■ Document segment
###

Over and above the petty party squabbling that characterises the politics of Iraq’s semi-autonomous northern region of Kurdistan, it can safely be conjectured that at least two groups of people were delighted at the appointment of Masrour Barzani on 11 June as prime minister of the region’s government (the KRG): the Barzanis and the Russians. The Barzanis had three reasons for jubilation: Masrour was now prime minister, his cousin, Nechirvan was president, and the former president – and father of Masrour – Masoud Barzani remains the driving power behind the throne. The Russians had just one reason – but a big one – for celebration: the Barzani family is “highly accommodating to any suggestion that is good for the Barzani family,” as one senior source who works closely with Iraq’s Oil Ministry told Oilprice.com last week. “This means it’s still open season for Russia in Kurdistan, which is perhaps the last truly under-developed oil and gas frontier in the Middle East,” he added.

An indication of the Barzani’s historical appeal to Russia is that under the presidency of Masoud Barzani from 2005 to 2017 the family’s net worth increased from the negligible amount that any U.S. middle office manager might have in the bank to just under US$50 billion, according to various estimates. All of this was done whilst the official base salary for the president of the KRG was between US$2095 and US$2515 per month, which means that this accumulation of wealth was either an object lesson to savers everywhere or, as inferred at the time both by neighbouring Iran and by the U.S., evidence of something altogether less wholesome. Given the disposition of the key vested foreign interests in Iraq at the time – Iran and the U.S. – it was such (privately-made) accusations of impropriety that prompted Masoud’s unexpected announcement in October 2017 that he would resign the presidency, according to the senior Iraq source.

###

■ Aim 1
According to the Kurdistan article, on what date was Masrour Barzani appointed prime minister of the region's government?
■ Aim 2
Using the Kurdistan article, explain why the Russians had reason to celebrate Masrour Barzani's appointment.

■ Data records
###

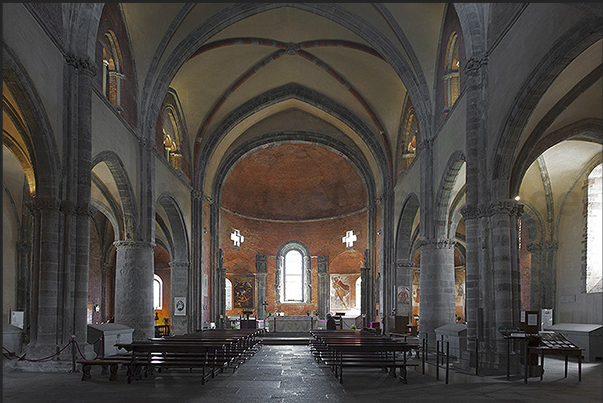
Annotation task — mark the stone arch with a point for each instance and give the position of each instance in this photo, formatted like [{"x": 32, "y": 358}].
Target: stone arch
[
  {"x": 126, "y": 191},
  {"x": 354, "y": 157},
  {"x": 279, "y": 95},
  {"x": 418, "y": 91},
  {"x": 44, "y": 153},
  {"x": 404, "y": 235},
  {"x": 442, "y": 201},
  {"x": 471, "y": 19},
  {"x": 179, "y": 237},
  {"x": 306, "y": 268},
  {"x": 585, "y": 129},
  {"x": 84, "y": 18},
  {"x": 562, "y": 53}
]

###

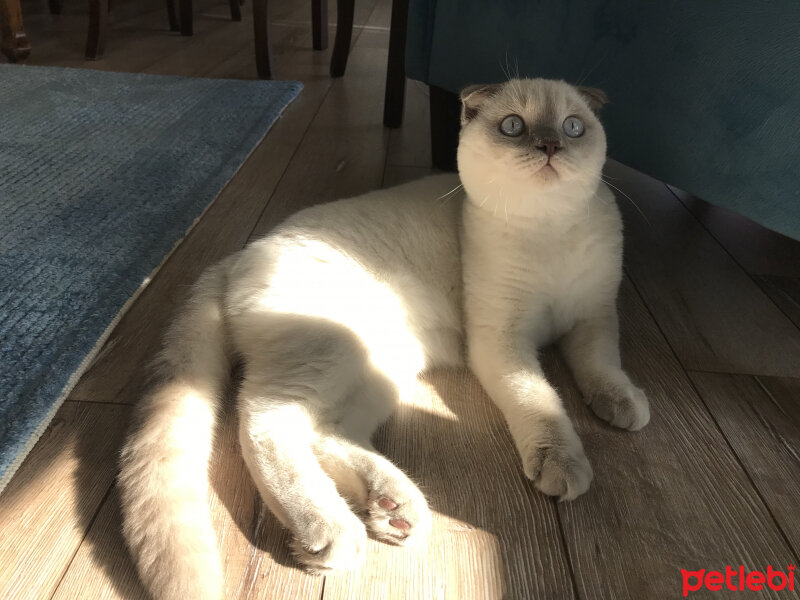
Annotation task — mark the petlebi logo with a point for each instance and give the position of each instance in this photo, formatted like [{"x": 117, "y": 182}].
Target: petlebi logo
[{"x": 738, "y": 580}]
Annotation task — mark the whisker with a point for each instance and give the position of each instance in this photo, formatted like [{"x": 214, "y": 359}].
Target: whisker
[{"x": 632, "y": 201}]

###

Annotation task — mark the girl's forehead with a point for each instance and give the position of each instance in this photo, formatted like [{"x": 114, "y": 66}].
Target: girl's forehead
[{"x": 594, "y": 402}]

###

■ Exercise result 1
He was appointed on 11 June.

■ Exercise result 2
A senior source working closely with Iraq's Oil Ministry said the Barzani family is "highly accommodating to any suggestion that is good for the Barzani family." In the source's view, this means it is still open season for Russia in Kurdistan, which he called perhaps the last truly under-developed oil and gas frontier in the Middle East.